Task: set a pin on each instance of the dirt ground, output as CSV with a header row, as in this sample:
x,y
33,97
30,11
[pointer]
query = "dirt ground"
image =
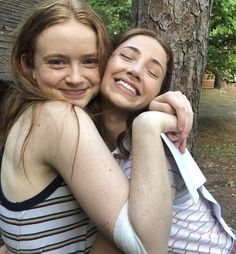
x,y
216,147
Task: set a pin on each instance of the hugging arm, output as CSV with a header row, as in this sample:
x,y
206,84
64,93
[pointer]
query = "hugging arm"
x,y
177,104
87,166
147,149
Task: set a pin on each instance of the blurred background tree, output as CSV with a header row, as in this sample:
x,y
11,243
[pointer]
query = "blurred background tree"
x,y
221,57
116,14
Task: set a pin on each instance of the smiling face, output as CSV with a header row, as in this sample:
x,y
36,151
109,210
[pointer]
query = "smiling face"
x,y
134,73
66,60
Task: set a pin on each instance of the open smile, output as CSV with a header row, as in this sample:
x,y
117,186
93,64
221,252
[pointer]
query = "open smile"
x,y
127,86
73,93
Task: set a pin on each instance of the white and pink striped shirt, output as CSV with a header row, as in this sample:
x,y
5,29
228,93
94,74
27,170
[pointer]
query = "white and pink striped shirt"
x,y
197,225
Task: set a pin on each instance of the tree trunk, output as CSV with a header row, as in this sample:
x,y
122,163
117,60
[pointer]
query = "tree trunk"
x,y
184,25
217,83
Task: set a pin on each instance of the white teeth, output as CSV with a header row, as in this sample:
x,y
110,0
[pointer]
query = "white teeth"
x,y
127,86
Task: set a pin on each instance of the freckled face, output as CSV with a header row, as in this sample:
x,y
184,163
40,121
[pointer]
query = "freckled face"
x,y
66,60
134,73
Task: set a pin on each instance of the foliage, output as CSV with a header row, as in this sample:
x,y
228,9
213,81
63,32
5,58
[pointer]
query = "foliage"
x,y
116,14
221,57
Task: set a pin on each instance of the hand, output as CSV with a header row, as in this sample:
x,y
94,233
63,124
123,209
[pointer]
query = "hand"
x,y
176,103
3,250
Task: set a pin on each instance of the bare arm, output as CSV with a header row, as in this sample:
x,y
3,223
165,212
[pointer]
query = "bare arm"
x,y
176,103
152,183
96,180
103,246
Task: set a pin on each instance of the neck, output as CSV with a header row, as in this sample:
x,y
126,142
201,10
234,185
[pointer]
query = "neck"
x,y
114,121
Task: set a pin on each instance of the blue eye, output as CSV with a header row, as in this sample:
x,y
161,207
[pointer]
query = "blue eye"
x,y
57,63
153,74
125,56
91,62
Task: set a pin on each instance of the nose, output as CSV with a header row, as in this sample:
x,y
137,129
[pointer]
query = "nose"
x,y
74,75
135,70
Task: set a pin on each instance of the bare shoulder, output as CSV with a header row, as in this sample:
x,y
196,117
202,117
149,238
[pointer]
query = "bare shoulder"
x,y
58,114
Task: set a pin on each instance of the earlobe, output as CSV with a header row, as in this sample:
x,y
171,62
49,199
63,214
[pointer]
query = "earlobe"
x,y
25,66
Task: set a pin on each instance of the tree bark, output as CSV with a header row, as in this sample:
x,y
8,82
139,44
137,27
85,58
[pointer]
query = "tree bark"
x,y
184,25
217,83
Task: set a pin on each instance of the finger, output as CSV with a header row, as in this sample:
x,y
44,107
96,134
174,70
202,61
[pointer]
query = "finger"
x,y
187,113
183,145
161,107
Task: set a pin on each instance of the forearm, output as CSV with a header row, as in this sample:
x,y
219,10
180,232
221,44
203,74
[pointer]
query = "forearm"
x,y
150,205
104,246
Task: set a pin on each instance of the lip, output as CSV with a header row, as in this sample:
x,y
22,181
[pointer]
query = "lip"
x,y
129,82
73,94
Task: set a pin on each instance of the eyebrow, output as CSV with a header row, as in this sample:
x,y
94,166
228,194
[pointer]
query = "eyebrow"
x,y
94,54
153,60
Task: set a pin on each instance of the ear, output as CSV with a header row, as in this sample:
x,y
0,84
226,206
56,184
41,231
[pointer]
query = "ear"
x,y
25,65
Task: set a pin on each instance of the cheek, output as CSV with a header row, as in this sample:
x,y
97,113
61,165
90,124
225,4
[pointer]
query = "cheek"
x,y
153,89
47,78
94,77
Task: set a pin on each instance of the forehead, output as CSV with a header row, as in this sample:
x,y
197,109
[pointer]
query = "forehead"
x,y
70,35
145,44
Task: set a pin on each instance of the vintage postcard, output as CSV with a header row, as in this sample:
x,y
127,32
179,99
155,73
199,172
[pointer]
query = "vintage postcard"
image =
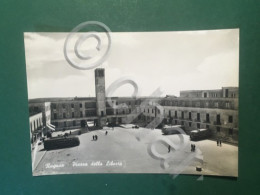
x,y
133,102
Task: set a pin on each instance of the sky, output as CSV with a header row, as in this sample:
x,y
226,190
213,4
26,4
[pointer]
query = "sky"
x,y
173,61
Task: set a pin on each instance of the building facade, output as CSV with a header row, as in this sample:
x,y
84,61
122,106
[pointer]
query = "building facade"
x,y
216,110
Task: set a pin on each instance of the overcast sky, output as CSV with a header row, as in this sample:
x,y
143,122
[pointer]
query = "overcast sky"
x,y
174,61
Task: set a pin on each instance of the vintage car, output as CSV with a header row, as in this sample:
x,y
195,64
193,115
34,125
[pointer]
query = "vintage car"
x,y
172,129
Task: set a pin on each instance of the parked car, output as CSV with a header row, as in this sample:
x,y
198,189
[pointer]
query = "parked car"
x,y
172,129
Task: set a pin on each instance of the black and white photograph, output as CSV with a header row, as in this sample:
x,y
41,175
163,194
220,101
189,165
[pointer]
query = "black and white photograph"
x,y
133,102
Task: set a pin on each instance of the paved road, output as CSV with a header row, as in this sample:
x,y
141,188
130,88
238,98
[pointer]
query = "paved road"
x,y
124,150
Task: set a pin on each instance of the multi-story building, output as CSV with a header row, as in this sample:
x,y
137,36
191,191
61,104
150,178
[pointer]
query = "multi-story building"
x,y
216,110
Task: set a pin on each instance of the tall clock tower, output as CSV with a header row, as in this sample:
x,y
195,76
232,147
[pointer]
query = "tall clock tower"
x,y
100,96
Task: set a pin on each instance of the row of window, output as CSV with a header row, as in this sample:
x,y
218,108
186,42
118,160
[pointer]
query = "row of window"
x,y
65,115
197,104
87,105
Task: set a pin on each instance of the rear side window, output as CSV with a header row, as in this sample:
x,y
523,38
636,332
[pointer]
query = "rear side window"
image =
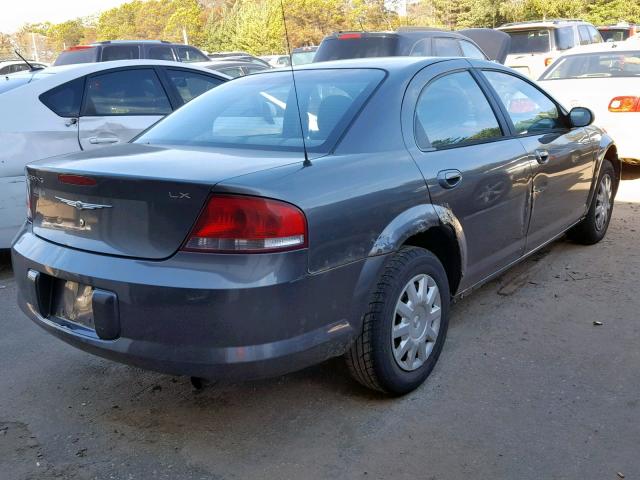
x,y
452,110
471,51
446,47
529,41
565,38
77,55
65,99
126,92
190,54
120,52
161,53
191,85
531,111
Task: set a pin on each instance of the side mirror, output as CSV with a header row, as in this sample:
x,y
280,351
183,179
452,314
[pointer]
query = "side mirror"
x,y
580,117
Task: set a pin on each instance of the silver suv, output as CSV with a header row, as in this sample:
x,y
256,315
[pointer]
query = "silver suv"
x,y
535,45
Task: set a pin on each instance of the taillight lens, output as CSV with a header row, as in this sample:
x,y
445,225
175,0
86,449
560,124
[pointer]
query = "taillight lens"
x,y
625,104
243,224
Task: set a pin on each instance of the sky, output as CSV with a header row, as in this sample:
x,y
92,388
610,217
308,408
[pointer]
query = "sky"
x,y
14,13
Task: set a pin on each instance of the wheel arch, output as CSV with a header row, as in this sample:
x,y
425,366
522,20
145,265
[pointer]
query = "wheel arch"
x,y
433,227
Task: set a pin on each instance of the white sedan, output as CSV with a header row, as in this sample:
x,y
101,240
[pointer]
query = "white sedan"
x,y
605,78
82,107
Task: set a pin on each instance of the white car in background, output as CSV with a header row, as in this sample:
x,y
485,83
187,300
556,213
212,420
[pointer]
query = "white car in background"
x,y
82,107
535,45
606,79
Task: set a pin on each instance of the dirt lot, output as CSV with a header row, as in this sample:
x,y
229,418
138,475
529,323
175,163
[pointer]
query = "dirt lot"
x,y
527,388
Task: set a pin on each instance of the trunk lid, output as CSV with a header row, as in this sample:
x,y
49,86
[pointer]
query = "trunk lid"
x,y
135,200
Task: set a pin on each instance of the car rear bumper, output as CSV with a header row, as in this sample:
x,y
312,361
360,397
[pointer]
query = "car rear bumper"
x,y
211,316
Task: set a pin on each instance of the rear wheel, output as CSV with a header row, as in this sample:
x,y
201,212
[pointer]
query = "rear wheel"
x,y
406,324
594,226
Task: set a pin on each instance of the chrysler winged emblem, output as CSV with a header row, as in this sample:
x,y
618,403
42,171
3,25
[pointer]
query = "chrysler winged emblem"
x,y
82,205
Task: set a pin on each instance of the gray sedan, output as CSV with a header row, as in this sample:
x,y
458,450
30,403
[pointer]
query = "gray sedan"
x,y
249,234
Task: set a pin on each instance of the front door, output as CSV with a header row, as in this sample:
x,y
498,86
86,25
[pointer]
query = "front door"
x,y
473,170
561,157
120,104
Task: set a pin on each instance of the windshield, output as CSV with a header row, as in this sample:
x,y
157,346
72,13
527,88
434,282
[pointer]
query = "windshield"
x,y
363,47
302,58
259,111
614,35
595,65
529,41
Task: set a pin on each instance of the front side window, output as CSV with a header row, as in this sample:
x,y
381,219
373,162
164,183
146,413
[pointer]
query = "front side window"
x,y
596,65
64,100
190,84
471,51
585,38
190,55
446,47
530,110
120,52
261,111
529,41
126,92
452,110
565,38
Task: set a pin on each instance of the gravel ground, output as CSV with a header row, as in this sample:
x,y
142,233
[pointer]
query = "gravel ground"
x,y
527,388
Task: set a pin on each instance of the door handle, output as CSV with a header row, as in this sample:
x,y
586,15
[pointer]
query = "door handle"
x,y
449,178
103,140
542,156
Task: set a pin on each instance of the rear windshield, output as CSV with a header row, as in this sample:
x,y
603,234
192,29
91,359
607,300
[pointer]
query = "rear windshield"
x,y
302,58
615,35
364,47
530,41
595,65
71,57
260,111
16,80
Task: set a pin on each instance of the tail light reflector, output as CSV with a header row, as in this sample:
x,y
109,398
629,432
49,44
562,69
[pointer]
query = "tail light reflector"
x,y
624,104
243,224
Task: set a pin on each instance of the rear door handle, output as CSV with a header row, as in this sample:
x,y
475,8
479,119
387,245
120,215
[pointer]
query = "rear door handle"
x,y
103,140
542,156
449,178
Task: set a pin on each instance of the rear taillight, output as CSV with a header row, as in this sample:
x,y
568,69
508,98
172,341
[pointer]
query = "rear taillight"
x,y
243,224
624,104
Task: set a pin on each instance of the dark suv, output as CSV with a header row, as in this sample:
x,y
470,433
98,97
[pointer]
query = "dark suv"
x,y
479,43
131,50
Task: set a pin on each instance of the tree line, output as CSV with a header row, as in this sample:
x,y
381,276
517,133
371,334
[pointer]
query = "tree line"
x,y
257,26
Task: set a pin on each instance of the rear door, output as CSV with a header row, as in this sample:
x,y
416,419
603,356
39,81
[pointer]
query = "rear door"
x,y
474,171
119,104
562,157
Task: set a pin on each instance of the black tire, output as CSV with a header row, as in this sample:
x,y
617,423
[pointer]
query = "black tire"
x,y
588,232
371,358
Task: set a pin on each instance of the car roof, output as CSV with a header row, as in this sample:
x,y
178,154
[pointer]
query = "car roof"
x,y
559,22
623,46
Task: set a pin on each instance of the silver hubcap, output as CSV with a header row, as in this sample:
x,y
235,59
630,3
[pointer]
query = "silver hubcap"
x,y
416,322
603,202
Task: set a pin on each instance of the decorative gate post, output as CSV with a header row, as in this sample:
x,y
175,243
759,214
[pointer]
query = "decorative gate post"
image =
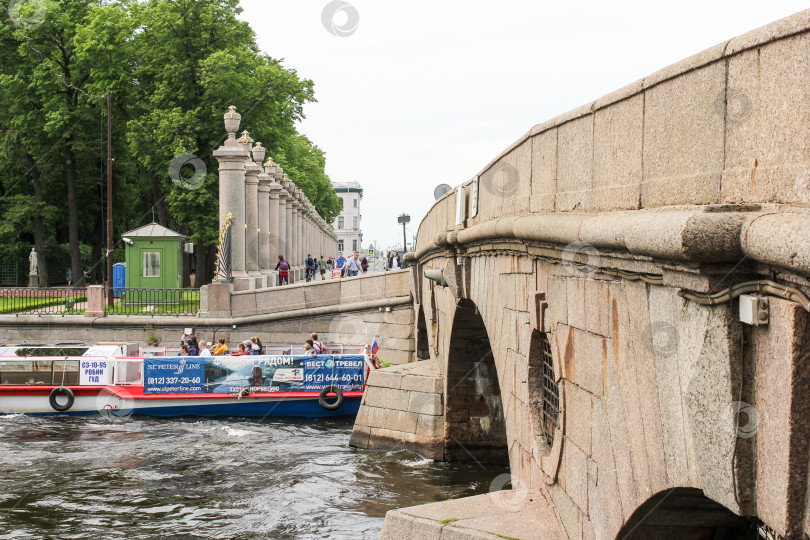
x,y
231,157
◆ ◆ ◆ ◆ ◆
Written problem
Render the data above, from the line containing "Task: set a pin on each instance of the tail light" through the last line inclusive, as a Markdown table with an Index column numbering each line and a Content column holding the line, skipping blank lines. Leave the pictures out.

The solution
| Index | Content |
|---|---|
| 1 | Task: set a pin on each instance of the tail light reflector, output as CSV with a header row, as in this sample: |
| 2 | x,y |
| 3 | 109,398 |
| 4 | 629,432 |
| 5 | 49,44 |
| 6 | 562,69 |
| 7 | [pointer] |
| 8 | query = "tail light reflector" |
| 9 | x,y |
| 10 | 624,104 |
| 11 | 243,224 |
| 12 | Task: set a pin on each instance of the rear door handle, output as CSV with a header row, as in this sample: |
| 13 | x,y |
| 14 | 475,8 |
| 15 | 479,119 |
| 16 | 387,245 |
| 17 | 120,215 |
| 18 | [pointer] |
| 19 | query = "rear door handle" |
| 20 | x,y |
| 21 | 103,140 |
| 22 | 542,156 |
| 23 | 449,178 |
| 24 | Task: set a pin on each instance of the rear taillight, output as CSV with a header row, as in this sample: |
| 25 | x,y |
| 26 | 568,69 |
| 27 | 508,98 |
| 28 | 172,341 |
| 29 | [pointer] |
| 30 | query = "rear taillight" |
| 31 | x,y |
| 32 | 243,224 |
| 33 | 624,104 |
| 34 | Task: set a pin on each instance of the dark suv, output as CSV with a header row, as in this sample: |
| 35 | x,y |
| 36 | 470,433 |
| 37 | 98,97 |
| 38 | [pointer] |
| 39 | query = "dark suv" |
| 40 | x,y |
| 41 | 479,43 |
| 42 | 131,50 |
| 43 | Task: set a pin on each instance of the tree line, output as CSV with a header row, as in this sample: |
| 44 | x,y |
| 45 | 381,276 |
| 46 | 517,133 |
| 47 | 371,334 |
| 48 | [pointer] |
| 49 | query = "tree line" |
| 50 | x,y |
| 51 | 257,26 |
| 52 | Task: set a pin on each instance of the rear door, output as CSV with a header row, as in this sample: |
| 53 | x,y |
| 54 | 416,419 |
| 55 | 603,356 |
| 56 | 39,81 |
| 57 | [pointer] |
| 58 | query = "rear door" |
| 59 | x,y |
| 60 | 474,171 |
| 61 | 119,104 |
| 62 | 562,157 |
| 63 | Task: set a pin on each instance of the black tire, output as CSV with a header row, as in this sample: |
| 64 | x,y |
| 65 | 617,423 |
| 66 | [pointer] |
| 67 | query = "black tire" |
| 68 | x,y |
| 69 | 588,232 |
| 70 | 371,358 |
| 71 | Task: set a pin on each instance of the car roof, output as CSV with a header row, as in this sample: |
| 72 | x,y |
| 73 | 178,154 |
| 74 | [pointer] |
| 75 | query = "car roof" |
| 76 | x,y |
| 77 | 559,22 |
| 78 | 623,46 |
| 79 | Task: set a pin on each instance of the silver hubcap, output as CSV with a header row, as in this sample: |
| 80 | x,y |
| 81 | 235,59 |
| 82 | 630,3 |
| 83 | [pointer] |
| 84 | query = "silver hubcap" |
| 85 | x,y |
| 86 | 416,322 |
| 87 | 603,202 |
| 88 | Task: set a pin on each instance of the decorative gate post, output as CSV with a header row, as in this sample: |
| 89 | x,y |
| 90 | 175,243 |
| 91 | 759,214 |
| 92 | [pointer] |
| 93 | query = "decorative gate post" |
| 94 | image = |
| 95 | x,y |
| 96 | 231,157 |